**Given exercise**
Reproduce word for word the passage of the jacket review starting with "The outer fabric" and going on through "against the skin.".

**Extracted text**

=======

The outer fabric is made from reliable Pertex® Quantum although in this case it gets the 'Eco' tag as well since it is made from 100% recycled materials - a thumbs up from us. Pertex Quantum is windproof and water resistant and pretty tough all round. It comes in three colours - orange, navy and grey - nice, but another brighter one would have been good (think photography). The Women's Phoenix model comes in some attractive subtle aqua and berry colours as well as black. The lining is made from the silky smooth 100% recycled PEAQ fabric which is breathable and fast drying and feels good against the skin.
The original poor YKK zip - now upgraded on new models
Handy outer hanging tab
The Icarus comes with a pretty minimal feature set which is in line with its stated aim of simple and lightweight. The pockets are placed high to allow use under a harness, and while they come with zip fasteners they do have the disadvantage of being really quite small. You will struggle to stuff a pair of gloves in a single pocket, though they do have a deep cut which makes them good for safely carrying small things like wallets, phones or car keys but not good for keeping your hands warm. When you look at the jacket it is obvious why the pockets are small since they are positioned in line with the change in baffle construction which means that they are more central than many pockets. If used as part of a layering system then you will probably have other pockets in which to put your gloves and the small and secure pockets on this one may well be useful for other things.

=======

**Extracted material**
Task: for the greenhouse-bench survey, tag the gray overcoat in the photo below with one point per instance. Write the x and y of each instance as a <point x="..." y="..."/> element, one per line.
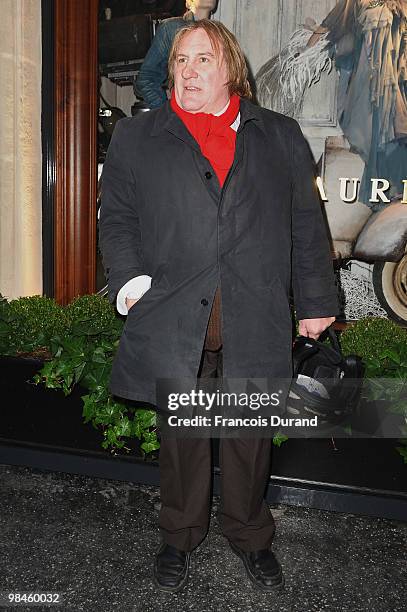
<point x="164" y="214"/>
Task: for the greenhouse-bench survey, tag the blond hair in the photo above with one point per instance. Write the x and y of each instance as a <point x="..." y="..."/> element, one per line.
<point x="224" y="41"/>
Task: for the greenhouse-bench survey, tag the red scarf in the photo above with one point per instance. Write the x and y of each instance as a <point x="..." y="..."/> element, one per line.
<point x="214" y="135"/>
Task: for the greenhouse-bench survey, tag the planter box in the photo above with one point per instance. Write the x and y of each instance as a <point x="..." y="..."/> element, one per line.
<point x="44" y="429"/>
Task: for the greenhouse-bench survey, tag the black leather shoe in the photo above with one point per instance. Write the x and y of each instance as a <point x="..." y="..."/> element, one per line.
<point x="171" y="568"/>
<point x="262" y="567"/>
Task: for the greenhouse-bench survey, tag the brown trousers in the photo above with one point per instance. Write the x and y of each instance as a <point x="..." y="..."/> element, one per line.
<point x="185" y="485"/>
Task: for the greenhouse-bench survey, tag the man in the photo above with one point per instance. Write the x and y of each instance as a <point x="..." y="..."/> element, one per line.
<point x="215" y="199"/>
<point x="153" y="74"/>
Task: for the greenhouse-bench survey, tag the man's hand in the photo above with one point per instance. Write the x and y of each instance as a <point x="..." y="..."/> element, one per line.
<point x="130" y="303"/>
<point x="313" y="328"/>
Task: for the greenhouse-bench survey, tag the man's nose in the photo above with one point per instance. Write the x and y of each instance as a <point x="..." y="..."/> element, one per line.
<point x="189" y="71"/>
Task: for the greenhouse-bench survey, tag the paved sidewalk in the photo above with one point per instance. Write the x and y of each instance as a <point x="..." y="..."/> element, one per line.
<point x="94" y="541"/>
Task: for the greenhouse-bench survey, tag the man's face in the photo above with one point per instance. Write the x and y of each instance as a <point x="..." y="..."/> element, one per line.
<point x="200" y="78"/>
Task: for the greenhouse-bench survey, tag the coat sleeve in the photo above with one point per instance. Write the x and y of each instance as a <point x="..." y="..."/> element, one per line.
<point x="313" y="278"/>
<point x="120" y="238"/>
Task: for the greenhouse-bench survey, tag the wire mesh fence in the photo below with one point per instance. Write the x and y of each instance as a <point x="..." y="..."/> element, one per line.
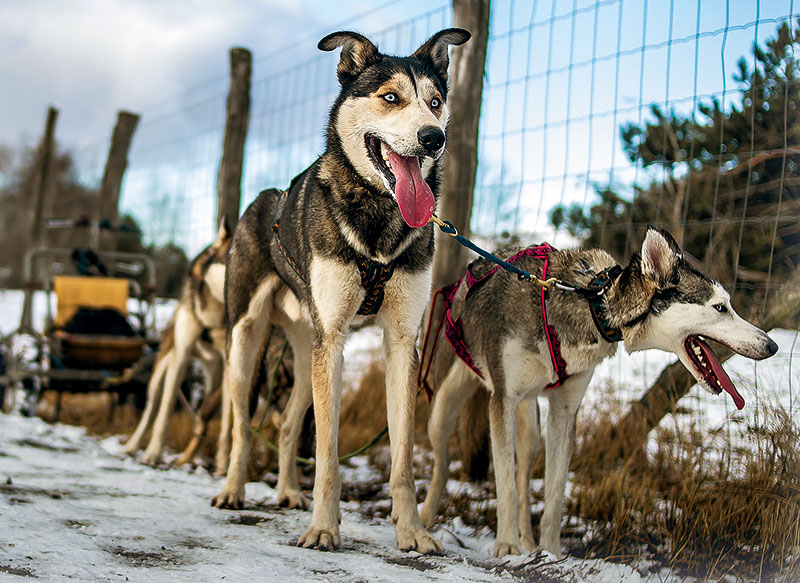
<point x="598" y="117"/>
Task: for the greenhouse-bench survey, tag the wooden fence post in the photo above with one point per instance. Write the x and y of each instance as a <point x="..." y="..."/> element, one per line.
<point x="229" y="179"/>
<point x="45" y="155"/>
<point x="466" y="90"/>
<point x="117" y="162"/>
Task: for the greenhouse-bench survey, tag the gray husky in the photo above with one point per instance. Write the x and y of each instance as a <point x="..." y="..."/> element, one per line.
<point x="520" y="343"/>
<point x="349" y="238"/>
<point x="196" y="328"/>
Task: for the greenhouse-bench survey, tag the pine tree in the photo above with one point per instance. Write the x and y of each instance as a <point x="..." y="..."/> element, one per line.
<point x="725" y="181"/>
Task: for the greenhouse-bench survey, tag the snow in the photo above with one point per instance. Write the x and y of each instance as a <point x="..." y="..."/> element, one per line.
<point x="73" y="508"/>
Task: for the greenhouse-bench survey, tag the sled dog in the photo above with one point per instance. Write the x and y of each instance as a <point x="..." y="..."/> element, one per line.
<point x="196" y="328"/>
<point x="349" y="238"/>
<point x="520" y="343"/>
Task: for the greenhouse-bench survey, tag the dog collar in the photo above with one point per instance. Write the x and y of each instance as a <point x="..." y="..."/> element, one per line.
<point x="594" y="294"/>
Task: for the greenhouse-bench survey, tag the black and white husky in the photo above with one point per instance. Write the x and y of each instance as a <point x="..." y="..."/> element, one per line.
<point x="657" y="301"/>
<point x="350" y="237"/>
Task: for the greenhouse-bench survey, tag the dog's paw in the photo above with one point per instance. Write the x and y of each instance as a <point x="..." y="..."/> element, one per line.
<point x="221" y="466"/>
<point x="418" y="540"/>
<point x="427" y="516"/>
<point x="229" y="498"/>
<point x="151" y="457"/>
<point x="130" y="449"/>
<point x="293" y="499"/>
<point x="323" y="539"/>
<point x="551" y="545"/>
<point x="502" y="549"/>
<point x="528" y="544"/>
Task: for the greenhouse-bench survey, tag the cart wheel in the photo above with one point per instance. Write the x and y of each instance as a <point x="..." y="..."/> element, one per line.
<point x="31" y="389"/>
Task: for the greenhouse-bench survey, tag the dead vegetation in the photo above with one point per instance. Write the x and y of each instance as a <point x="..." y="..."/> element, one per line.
<point x="709" y="504"/>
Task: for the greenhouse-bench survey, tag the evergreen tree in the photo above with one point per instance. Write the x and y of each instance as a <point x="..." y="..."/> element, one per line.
<point x="725" y="182"/>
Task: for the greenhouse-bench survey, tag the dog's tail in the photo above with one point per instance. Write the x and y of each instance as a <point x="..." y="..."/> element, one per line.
<point x="473" y="433"/>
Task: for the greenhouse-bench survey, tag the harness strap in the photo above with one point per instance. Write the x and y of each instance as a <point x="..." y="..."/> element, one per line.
<point x="374" y="274"/>
<point x="454" y="330"/>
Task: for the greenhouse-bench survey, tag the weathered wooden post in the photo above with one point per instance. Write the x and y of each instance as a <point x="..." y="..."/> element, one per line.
<point x="464" y="101"/>
<point x="45" y="155"/>
<point x="116" y="163"/>
<point x="229" y="180"/>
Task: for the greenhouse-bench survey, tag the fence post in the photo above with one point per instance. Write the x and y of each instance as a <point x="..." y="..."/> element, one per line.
<point x="108" y="206"/>
<point x="229" y="180"/>
<point x="45" y="155"/>
<point x="466" y="89"/>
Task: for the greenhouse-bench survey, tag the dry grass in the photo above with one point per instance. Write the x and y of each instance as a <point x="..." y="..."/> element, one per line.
<point x="696" y="503"/>
<point x="699" y="505"/>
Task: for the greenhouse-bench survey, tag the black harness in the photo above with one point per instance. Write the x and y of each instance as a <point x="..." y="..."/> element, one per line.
<point x="374" y="274"/>
<point x="594" y="293"/>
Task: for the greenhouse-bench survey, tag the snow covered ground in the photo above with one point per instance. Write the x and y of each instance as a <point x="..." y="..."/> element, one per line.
<point x="73" y="509"/>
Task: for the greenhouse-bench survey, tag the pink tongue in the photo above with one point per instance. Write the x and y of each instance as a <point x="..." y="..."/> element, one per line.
<point x="414" y="196"/>
<point x="723" y="377"/>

=======

**Exercise response**
The outer fabric is made from reliable Pertex® Quantum although in this case it gets the 'Eco' tag as well since it is made from 100% recycled materials - a thumbs up from us. Pertex Quantum is windproof and water resistant and pretty tough all round. It comes in three colours - orange, navy and grey - nice, but another brighter one would have been good (think photography). The Women's Phoenix model comes in some attractive subtle aqua and berry colours as well as black. The lining is made from the silky smooth 100% recycled PEAQ fabric which is breathable and fast drying and feels good against the skin.